### SOURCE TEXT:
··········
Anton Joseph

Can we salvage the concept of fair reward?

Following the announcement of the review of the clinical excellence awards scheme, I have attempted to analyse several aspects of the scheme in a series of blogs – from the lack of transparency in the negotiating process to restricting the participants to the BMA and NHS Employers.

What came as a total surprise during my research was the inconsistent roles and responsibilities of the ACCEA, ranging from setting policies and criteria for awards to just considering the need for developing the scheme. The only role identifiable with certainty is the nomination of candidates for awards. Even the terms of reference for the ACCEA are expressed variably in the annual reports.

The nearest one gets to an admission of responsibility for the scheme itself is to be found in a footnote in the Draft Heads of Terms Agreement on consultant Contract Reform. (31 July 2013). “Clinical Excellence Awards are currently a matter for the Department to determine. However Department has indicated that it would accept recommendations on the reform of the current arrangements as part of a negotiated agreement”. It may be implied that this applies to the policies and criteria.

The ACCEA website updated on 25 June 2013, in the ‘Document on ACCEA Information’ states, “The main committee sets the policies by which the scheme operates, based on the framework document of 2003 on which the scheme was established”.

What is there to be concerned about? However another document on ‘Background information for members of the national committee and the regional sub-committees’, states, “The ACCEA’s function is to establish the criteria against which candidates will be assessed and to set up and administer the process by which nominations will be judged”.

Could it be that the first document is aimed at enticing potential applicants to the committees and the latter at the elected members of the committees awakening them to a far more modest reality of their role.
··········
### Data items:
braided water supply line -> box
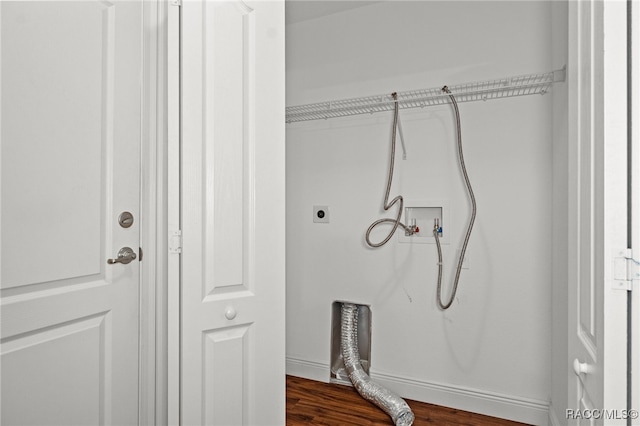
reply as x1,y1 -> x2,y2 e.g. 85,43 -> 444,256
365,92 -> 415,247
433,86 -> 477,310
340,303 -> 415,426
··········
### PROBLEM SET:
1. Translate this sentence from the blog post on clinical excellence awards into French: "The only role identifiable with certainty is the nomination of candidates for awards."
2. Answer these questions using the blog post on clinical excellence awards:
(a) Which two participants does the post say the negotiating process was restricted to?
(b) On what date was the ACCEA website updated?
(c) In what year was the framework document that the scheme was established on?
3. Continue the blog post on clinical excellence awards from its final sentence.

### ANSWER SET:
1. Le seul rôle identifiable avec certitude est la désignation des candidats aux récompenses.

2.
(a) The BMA and NHS Employers
(b) 25 June 2013
(c) 2003

3.
But under the caption ‘What we do’, the ACCEA’s responsibility is further downgraded to:

· approving the criteria for assessing candidates

· considering the development of the scheme

Is this careless wording or does it reflect the true role of the ACCEA as decided by the DOH. Has the ACCEA requested clarification? They owe it to the consultants to expose the reality.

The ACCEA’s function “to establish the criteria against which the candidates would be assessed….” ,dates way back to the guidelines issued for the 2004 awards and the wording later repeated . It’s disappearance and replacement ‘to approving the criteria’ is inexplicable. Who stipulates the criteria?

There was further surprise in the annual reports. In the 2009 report,

The Committee’s Terms of Reference are:

“To advise health ministers on the making of clinical excellence awards to consultants working in the NHS as defined in guidance. Awards will reflect achievement over and above what is expected contractually at local levels. Decisions must reflect significant achievement and be judged against strict criteria to be set out in guidance and agreed with ministers.”

In the 2012 annual report and also in Code of Practice for the ACCEA, July 2013, the committee’s Terms of Reference are:

To advise health ministers on the making of clinical excellence awards to consultants (and academic GPs) working in the NHS as defined in guidance by:

– ensuring that the criteria against which candidates will be assessed reflect achievement over and above what is normally expected contractually;

– considering the need for development of the scheme; and

– considering other business relevant to the development and delivery of the scheme.

The ACCEA obviously admits to this limited role. What is its influence on the policies and criteria?

Throw into this confusion the role of the secretariat. “To lead in the Department of Health on development of operational policy for ACCEA” (contained in document: Information for members of the National Committee and Regional sub-committees).

It is highly significant that the policy lead for CEAs in the department is also the head of the secretariat.

How all these differing  roles and responsibilities of the ACCEA with its secretariat appear on the same website under the watchful eye of the high powered officials, including the CMO, head of NHS England and NHS medical director, as members of this committee is perplexing.

The news that female consultants are losing out under the current CEA system highlights one of the many discrepancies recognised within the scheme. It is time to question why in spite of the repeated assurances these discrepancies continue.

Could there be an underlying cause?

It is time to stop tinkering and ask fundamental questions about the policies – do they even exist – and the validity of the criteria?

The assumption is that the ACCEA is responsible for the scheme. The evidence is that the only role for the ACCEA  is to decide on the nominations for the awards – with no responsibility for policies or criteria.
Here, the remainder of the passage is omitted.